RECORDS FOR THE EXERCISE:
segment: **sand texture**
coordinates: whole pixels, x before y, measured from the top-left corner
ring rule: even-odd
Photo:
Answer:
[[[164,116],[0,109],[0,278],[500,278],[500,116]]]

EXERCISE:
Everything in the records should be written out again exactly.

ANSWER TO THIS EXERCISE:
segment: **sand texture**
coordinates: whole pixels, x before y, measured from the top-left corner
ring rule: even-odd
Photo:
Answer:
[[[164,116],[0,109],[0,278],[500,278],[500,116]]]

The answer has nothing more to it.